The regulations promulgated by the Commissioner of Social Security provide for a five-step sequential analysis to determine whether a Social Security claimant is disabled. 20 C.F.R. § 404.1520. The sequential inquiry is terminated when "a question is answered affirmatively or negatively in such a way that a decision can be made that a claimant is or is not disabled." Pitzer v. Sullivan, 908 F.2d 502, 504 (9th Cir. 1990). During the first four steps of this sequential inquiry, the claimant bears the burden of proof to demonstrate disability. Valentine v. Comm'r Soc. Sec. Admin., 574 F.3d 685, 689 (9th Cir. 2009). At step five, the burden shifts to the Commissioner "to show that the claimant can do other kinds of work." Id. (quoting Embrey v. Bowen, 849 F.2d 418, 422 (9th Cir. 1988)).
Disability is "the inability to engage in any substantial gainful activity" because of a medical impairment which can result in death or "which has lasted or can be expected to last for a continuous period of not less than 12 months." 42 U.S.C. § 423(d)(1)(A).
The ALJ must first determine whether the claimant is performing "substantial gainful activity," which would mandate that the claimant be found not disabled regardless of medical condition, age, education, and work experience. 20 C.F.R. § 404.1520(a)(4)(i), (b). Here, the ALJ determined Plaintiff had not performed substantial gainful activity since April 22, 2015. AR 17.
At step two, the ALJ must determine, based on medical findings, whether the claimant has a "severe" impairment or combination of impairments as defined by the Social Security Act. 20 C.F.R. § 404.1520(a)(4)(ii). If no severe impairment is found, the claimant is not disabled. 20 C.F.R. § 404.1520(c). Here, the ALJ determined Plaintiff had the following severe impairments: degenerative disk disease cervical spine, disc protrusion lumbar spine, mild osteoarthritis left knee, and chronic pain. AR 17.

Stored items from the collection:

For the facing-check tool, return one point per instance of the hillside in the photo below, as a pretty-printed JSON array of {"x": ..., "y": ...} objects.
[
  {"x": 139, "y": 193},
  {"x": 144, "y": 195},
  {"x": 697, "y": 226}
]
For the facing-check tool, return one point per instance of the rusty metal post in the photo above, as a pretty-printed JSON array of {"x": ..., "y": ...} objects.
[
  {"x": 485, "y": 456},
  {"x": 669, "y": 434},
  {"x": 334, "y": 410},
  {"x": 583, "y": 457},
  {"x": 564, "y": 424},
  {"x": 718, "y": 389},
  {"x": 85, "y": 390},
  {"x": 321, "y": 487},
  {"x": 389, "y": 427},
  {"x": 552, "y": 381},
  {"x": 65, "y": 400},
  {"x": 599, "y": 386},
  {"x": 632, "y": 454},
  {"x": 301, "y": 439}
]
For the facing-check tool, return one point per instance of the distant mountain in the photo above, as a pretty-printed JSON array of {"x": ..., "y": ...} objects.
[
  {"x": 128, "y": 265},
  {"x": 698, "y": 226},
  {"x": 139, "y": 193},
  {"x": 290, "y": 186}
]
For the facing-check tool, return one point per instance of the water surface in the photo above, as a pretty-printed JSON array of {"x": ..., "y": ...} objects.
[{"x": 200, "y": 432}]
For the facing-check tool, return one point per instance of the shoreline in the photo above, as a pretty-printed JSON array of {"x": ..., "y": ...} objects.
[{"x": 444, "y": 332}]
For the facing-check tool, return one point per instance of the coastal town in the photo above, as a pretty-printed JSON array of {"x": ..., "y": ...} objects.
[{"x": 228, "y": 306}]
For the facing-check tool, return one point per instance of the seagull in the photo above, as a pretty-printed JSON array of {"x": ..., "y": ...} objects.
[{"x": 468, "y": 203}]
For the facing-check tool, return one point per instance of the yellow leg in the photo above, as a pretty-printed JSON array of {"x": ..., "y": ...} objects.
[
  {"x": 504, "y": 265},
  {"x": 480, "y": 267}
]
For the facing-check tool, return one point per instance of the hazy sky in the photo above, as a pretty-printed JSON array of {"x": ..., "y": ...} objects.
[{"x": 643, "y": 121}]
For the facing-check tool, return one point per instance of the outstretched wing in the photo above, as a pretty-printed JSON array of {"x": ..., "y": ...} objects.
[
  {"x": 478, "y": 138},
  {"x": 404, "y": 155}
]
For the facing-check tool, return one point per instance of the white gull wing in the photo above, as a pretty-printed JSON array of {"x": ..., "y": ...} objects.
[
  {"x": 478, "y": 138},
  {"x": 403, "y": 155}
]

Task requirements:
a) Translate this sentence from the Social Security disability passage into Spanish: "If no severe impairment is found, the claimant is not disabled."
b) Write the next part of the Social Security disability passage, picking up after its final sentence.

Task-by-task answers:
a) Si no se encuentra ningún impedimento grave, el reclamante no está discapacitado.

b)
If the ALJ determines that the claimant has a severe impairment, the process proceeds to the third step, where the ALJ must determine whether the claimant has an impairment or combination of impairments that meet or equals an impairment listed in 20 C.F.R. Part 404, Subpt. P, App. 1 (the "Listing of Impairments"). 20 C.F.R. § 404.1520(a)(4)(iii). If a claimant's impairment either meets the listed criteria for the diagnosis or is medically equivalent to the criteria of the diagnosis, he is conclusively presumed to be disabled, without considering age, education and work experience. 20 C.F.R. § 404.1520(d). Here, the ALJ determined Plaintiff did not have an impairment or combination of impairments that meets the listings. AR 19.
Before proceeding to step four, the ALJ must determine the claimant's Residual Function Capacity ("RFC"). 20 C.F.R. § 404.1520(e). RFC refers to what an individual can do in a work setting, despite mental or physical limitations caused by impairments or related symptoms. 20 C.F.R. § 404.1545(a)(1). In assessing an individual's RFC, the ALJ must consider all the claimant's medically determinable impairments, including the medically determinable impairments that are nonsevere. 20 C.F.R. § 404.1545(e).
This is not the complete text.